Work to complete: Write out the listing below word for word, keeping every line in its original order.

Dataset excerpts on object pointing:

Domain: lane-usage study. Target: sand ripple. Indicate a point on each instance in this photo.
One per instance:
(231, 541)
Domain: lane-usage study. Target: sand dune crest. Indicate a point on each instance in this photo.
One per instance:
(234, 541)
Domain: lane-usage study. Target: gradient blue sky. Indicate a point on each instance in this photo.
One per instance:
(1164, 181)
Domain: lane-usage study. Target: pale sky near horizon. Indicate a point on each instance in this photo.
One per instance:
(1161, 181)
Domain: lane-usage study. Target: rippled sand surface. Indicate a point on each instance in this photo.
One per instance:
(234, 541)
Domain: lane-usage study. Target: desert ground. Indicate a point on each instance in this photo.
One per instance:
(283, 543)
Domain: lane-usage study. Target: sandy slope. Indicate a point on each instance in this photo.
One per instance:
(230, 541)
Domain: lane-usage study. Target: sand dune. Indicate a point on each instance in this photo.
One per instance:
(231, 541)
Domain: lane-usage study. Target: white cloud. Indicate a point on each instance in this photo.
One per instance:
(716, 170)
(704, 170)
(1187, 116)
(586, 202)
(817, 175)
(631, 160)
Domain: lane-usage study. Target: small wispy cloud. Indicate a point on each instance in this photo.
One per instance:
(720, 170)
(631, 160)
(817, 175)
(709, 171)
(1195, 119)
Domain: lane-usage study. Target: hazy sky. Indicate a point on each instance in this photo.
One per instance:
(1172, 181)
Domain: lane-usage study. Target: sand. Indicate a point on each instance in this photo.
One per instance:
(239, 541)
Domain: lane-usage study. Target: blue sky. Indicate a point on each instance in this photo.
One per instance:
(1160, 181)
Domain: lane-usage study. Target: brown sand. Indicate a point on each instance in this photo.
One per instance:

Output:
Domain: lane-usage study. Target: sand ripple. Indicate a point on each instance in this photo.
One per instance:
(231, 541)
Domain: lane-usage study. Target: sand dune crest. Indicate a point on each instance in this photo.
One per instance:
(234, 541)
Domain: lane-usage study. Target: gradient blue sky. Indicate a point on each instance in this photo.
One per instance:
(1164, 181)
Domain: lane-usage study. Target: pale sky near horizon. Indicate a point on each instance in this photo.
One per instance:
(1161, 181)
Domain: lane-usage study. Target: rippled sand surface. Indicate a point on each instance in this photo.
One per instance:
(234, 541)
Domain: lane-usage study. Target: desert ground. Indicate a point on each instance in this photo.
One per instance:
(283, 543)
Domain: lane-usage study. Target: sandy slope. Indicate a point on each instance in this photo.
One per instance:
(230, 541)
Domain: lane-usage study. Target: sand dune. Indicate a point on each instance in this photo.
One per instance:
(231, 541)
Domain: lane-usage study. Target: white cloud. Indicate a point on each instance in this photo.
One per instance:
(716, 170)
(704, 170)
(1187, 116)
(586, 202)
(817, 175)
(631, 160)
Domain: lane-usage study. Target: small wispy cloud. Indicate a point on each instance in this photo.
One per instance:
(720, 170)
(631, 160)
(817, 175)
(709, 171)
(1195, 119)
Domain: lane-usage study. Target: hazy sky. Indicate a point on each instance in this photo.
One per instance:
(1172, 181)
Domain: lane-usage study. Target: sand. Indicate a point on each instance in this photo.
One per instance:
(239, 541)
Domain: lane-usage study. Target: blue sky. Indicate a point on each instance in this photo.
One per instance:
(1160, 181)
Domain: lane-usage study. Target: brown sand. Indicate a point on each instance in this photo.
One per instance:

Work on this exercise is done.